▸ RECORD SET:
+ + +

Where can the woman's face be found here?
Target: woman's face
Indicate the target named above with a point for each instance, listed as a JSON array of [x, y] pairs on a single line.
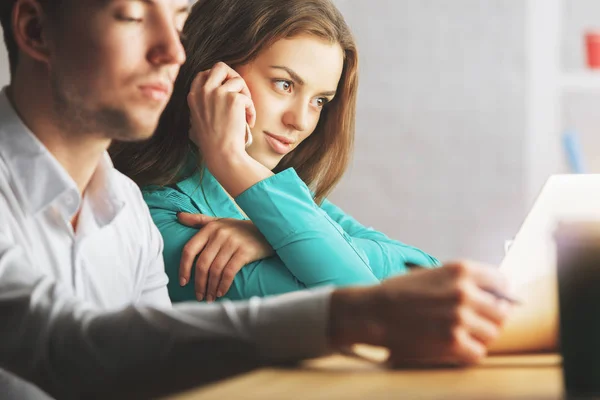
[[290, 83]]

+ + +

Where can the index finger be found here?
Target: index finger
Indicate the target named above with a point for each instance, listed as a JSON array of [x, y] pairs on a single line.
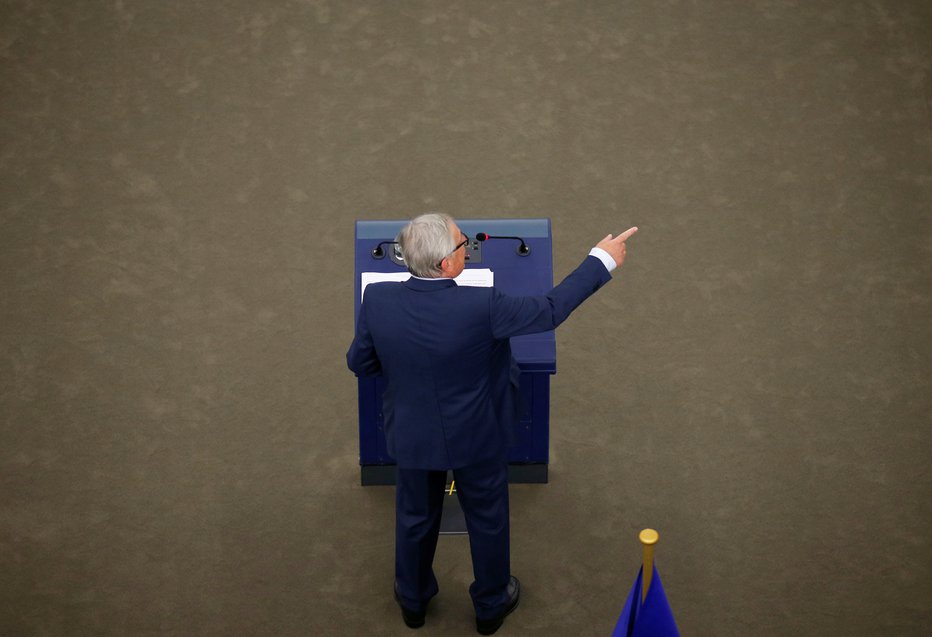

+ + +

▸ WRITTEN INSTRUCTION: Rescale the listing from the line with "Where can the woman's face be found here?" up to and including the line with "[[290, 83]]": copy every line, multiplying each point coordinate in the answer by 1.35 and rounding to whole numbers (halves round up). Omit the pictures.

▸ EXERCISE OUTPUT:
Where can the woman's face be found here?
Target: woman's face
Indicate the target named above with a point for each instance, listed as a JSON array of [x, y] pairs on a single line.
[[392, 112]]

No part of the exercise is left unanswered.